▶ **REQUISITI**
Ricopia parola per parola il tratto del brano sulle imposte successorie che va da "Lo Stato erede" fino a "successione dello Stato.".

▶ **BRANO DA LEGGERE**
━━━
Le imposte successorie e il self-restraint del Giudice costituzionale sulla disciplina legislativa

Avv. Giampaolo Morini - Il riferimento costituzionale ai diritti dello Stato sulle eredità ricomprende entrambi i versanti classici della partecipazione pubblica al fenomeno successorio: quello della successione legittima ‘eventuale' [1]dello Stato, istituto largamente diffuso nell'esperienza giuridica comparata, e nella dottrina più risalente persino accostato al tema della sovranità statale[2]; e l'altro della fiscalità sul trasferimento ereditario, poi profondamente inciso dalla l. 18.10.2001, n. 383, segnalata dalla dottrina più autorevole tra i principi fondamentali dell'attività statale[3].

Queste due proiezioni della formula costituzionale richiamano, a loro volta, le finalità più generali dell'ordinamento italiano come sancite nella Carta Fondamentale. Sia i diritti dello Stato come successibile, che (in maniera più visibile) i meccanismi dell'imposizione successoria, si pongono come tecniche strumentali rispetto al disegno solidaristico e redistributivo che attraversa la nostra Costituzione, trovando nell'art. 3, 2° co., Cost. il suo polo di attrazione[4].

Lo Stato erede

Rimanendo sul tema dello "Stato erede", è stato sostenuto che la norma costituzionale implicherebbe una sorta di "garanzia di esistenza" della figura dello Stato legittimario , svolgendo in sostanza una funzione impeditiva rispetto ad un abbandono legislativo di questo modello. Al di là della fondatezza di questa ricostruzione, confrontata all'ampiezza di raggio di una categoria come quella dei "diritti dello Stato …", che non appare suscettibile di essere ‘schiacciata' sul solo schema della successione eventuale, è evidente invece, dalla prospettiva opposta, che l'espressione usata in questa disposizione ben potrebbe prestarsi a giustificare indirizzi legislativi tendenti a rinforzare le ipotesi e le condizioni della successione dello Stato.

In ipotesi di chiamata all'eredità

subordinata alla condizione dell'aggiunta del cognome del testatore al proprio entro un determinato termine dall'apertura della successione, con la previsione, per il caso di mancato avveramento della condizione, della devoluzione di tutto il patrimonio relitto allo Stato, qualora risulti l'intento del de cuius di affidare i propri scopi (connessi al verificarsi di detta condizione) ed il beneficio al primo chiamato alla mera discrezione della pubblica amministrazione, senza alcun obbligo a carico di quest'ultima di attivarsi per la realizzazione dell'evento dedotto in condizione, si configura la nullità della disposizione testamentaria, ove il testatore abbia in tal modo consapevolmente inteso rimettere all'arbitrio del secondo chiamato la designazione dell'erede (art. 631, comma 1, c.c.), ovvero la nullità - quanto al termine - della condizione perché illecita (art. 634 c.c.), ove il testatore abbia posto una condizione realizzante, nella sostanza, la fattispecie vietata di cui all'art. 631, comma 1, c.c. (Cass. civ., 29-03-1982, n. 1928)
━━━
▶ **ESTRATTO DEL DATASET**
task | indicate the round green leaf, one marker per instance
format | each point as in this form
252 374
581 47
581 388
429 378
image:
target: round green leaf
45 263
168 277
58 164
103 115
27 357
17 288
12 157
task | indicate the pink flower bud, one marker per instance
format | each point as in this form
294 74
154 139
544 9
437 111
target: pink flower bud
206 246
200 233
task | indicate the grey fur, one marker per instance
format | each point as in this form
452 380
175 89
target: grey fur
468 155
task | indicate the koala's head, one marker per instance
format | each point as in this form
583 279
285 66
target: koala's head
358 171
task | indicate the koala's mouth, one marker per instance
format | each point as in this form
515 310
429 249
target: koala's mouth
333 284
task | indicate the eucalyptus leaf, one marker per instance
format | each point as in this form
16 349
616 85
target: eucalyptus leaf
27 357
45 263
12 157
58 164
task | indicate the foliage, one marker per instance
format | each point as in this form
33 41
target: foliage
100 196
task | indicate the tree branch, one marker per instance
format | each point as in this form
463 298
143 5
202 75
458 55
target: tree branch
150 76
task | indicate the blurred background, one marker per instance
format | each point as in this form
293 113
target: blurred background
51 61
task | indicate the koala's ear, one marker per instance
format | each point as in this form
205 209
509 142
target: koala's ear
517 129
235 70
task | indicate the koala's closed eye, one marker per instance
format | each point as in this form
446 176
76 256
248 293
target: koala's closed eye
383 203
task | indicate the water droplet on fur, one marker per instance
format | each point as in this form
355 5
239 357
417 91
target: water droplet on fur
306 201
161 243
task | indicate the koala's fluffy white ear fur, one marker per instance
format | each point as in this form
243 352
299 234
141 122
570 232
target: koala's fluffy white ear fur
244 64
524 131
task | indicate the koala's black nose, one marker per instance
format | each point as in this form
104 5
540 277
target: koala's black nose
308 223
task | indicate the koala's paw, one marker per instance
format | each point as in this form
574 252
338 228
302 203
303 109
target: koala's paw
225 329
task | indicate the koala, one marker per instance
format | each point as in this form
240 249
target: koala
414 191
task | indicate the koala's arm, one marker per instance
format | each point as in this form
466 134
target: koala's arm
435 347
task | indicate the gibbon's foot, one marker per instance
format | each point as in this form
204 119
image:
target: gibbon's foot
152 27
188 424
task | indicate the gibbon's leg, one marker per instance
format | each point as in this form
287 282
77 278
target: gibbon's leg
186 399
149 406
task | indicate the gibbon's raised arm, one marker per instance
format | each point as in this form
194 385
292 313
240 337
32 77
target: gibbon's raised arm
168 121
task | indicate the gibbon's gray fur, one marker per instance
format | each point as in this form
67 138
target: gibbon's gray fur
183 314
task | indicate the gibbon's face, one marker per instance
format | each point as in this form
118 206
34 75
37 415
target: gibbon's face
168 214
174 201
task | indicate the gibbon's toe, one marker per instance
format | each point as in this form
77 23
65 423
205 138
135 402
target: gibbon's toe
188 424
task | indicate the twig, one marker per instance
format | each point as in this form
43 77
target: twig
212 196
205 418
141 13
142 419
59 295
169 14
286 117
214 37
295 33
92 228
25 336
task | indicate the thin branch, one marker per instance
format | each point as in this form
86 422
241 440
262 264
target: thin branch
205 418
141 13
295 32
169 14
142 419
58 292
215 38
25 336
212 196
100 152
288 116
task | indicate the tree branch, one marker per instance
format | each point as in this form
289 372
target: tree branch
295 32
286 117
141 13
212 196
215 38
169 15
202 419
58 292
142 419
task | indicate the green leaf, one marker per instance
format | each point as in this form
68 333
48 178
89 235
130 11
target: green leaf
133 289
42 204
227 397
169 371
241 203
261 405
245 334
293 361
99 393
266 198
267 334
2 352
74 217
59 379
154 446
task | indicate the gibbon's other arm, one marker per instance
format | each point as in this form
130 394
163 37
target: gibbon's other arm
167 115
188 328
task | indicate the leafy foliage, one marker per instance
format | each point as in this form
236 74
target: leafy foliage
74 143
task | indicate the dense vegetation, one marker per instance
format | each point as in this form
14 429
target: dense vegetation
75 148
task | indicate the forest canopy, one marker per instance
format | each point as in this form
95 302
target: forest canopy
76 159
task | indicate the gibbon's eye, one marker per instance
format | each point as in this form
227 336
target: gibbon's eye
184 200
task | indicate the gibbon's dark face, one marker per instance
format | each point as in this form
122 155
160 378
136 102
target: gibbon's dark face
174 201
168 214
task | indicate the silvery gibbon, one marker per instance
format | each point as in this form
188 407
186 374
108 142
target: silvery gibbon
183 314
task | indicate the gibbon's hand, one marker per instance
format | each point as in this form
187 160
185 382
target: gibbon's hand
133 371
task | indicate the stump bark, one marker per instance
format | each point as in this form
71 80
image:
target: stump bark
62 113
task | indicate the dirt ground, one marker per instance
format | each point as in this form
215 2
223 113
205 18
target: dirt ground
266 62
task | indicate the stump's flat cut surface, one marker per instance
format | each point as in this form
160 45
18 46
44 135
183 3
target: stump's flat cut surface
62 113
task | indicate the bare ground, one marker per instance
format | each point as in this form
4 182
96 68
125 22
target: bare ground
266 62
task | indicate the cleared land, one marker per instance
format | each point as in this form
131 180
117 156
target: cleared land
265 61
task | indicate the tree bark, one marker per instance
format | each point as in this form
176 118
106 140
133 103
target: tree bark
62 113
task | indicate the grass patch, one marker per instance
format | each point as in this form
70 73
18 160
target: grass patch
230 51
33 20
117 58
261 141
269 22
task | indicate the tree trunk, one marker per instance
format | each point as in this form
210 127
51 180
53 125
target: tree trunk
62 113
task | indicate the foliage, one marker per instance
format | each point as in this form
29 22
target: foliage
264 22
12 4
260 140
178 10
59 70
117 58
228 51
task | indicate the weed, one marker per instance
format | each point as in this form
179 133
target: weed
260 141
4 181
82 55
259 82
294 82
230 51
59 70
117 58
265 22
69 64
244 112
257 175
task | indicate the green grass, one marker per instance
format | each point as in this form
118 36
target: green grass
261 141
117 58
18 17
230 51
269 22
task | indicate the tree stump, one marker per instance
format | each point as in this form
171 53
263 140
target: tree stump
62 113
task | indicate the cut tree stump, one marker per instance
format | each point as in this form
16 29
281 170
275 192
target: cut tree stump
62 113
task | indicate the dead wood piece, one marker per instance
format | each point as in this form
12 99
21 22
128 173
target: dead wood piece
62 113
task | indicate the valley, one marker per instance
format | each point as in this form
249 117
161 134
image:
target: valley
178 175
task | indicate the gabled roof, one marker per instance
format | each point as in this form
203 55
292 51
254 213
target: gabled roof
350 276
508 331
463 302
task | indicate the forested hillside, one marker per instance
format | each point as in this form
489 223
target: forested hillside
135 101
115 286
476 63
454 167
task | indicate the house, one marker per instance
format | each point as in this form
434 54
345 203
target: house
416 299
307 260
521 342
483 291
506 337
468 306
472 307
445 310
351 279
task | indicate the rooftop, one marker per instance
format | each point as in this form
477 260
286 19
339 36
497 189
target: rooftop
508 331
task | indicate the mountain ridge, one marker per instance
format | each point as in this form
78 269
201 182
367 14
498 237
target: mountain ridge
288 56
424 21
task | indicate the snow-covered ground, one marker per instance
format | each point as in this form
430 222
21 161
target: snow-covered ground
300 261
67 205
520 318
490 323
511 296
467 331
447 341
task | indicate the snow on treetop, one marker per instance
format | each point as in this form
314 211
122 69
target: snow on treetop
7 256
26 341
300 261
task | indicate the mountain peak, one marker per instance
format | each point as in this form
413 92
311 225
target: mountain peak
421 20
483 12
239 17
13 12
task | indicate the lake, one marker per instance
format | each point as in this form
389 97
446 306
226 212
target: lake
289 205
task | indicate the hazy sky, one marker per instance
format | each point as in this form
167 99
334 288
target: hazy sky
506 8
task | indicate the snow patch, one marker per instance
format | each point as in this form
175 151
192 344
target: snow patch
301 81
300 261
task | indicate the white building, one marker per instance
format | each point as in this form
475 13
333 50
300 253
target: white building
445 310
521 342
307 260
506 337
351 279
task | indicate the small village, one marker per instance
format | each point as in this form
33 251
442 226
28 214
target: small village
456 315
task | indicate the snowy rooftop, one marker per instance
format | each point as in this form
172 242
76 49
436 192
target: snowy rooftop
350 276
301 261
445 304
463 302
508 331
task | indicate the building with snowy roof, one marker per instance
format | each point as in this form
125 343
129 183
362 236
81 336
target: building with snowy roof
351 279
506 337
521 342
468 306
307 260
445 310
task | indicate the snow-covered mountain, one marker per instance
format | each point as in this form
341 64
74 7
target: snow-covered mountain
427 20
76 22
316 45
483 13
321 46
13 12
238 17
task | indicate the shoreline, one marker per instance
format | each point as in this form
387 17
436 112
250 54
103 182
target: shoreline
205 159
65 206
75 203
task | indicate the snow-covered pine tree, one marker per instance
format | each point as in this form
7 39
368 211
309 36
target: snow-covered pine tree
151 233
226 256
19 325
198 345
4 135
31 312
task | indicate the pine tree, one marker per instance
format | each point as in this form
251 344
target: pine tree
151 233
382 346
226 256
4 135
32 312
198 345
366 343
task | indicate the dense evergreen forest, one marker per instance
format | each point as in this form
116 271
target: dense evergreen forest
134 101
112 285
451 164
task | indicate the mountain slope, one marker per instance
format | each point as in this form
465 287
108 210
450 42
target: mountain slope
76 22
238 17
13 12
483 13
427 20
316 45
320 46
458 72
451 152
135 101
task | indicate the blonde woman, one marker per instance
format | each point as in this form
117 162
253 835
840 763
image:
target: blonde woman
━━━
▶ **SOLUZIONE DEL PROBLEMA**
Lo Stato erede

Rimanendo sul tema dello "Stato erede", è stato sostenuto che la norma costituzionale implicherebbe una sorta di "garanzia di esistenza" della figura dello Stato legittimario , svolgendo in sostanza una funzione impeditiva rispetto ad un abbandono legislativo di questo modello. Al di là della fondatezza di questa ricostruzione, confrontata all'ampiezza di raggio di una categoria come quella dei "diritti dello Stato …", che non appare suscettibile di essere ‘schiacciata' sul solo schema della successione eventuale, è evidente invece, dalla prospettiva opposta, che l'espressione usata in questa disposizione ben potrebbe prestarsi a giustificare indirizzi legislativi tendenti a rinforzare le ipotesi e le condizioni della successione dello Stato.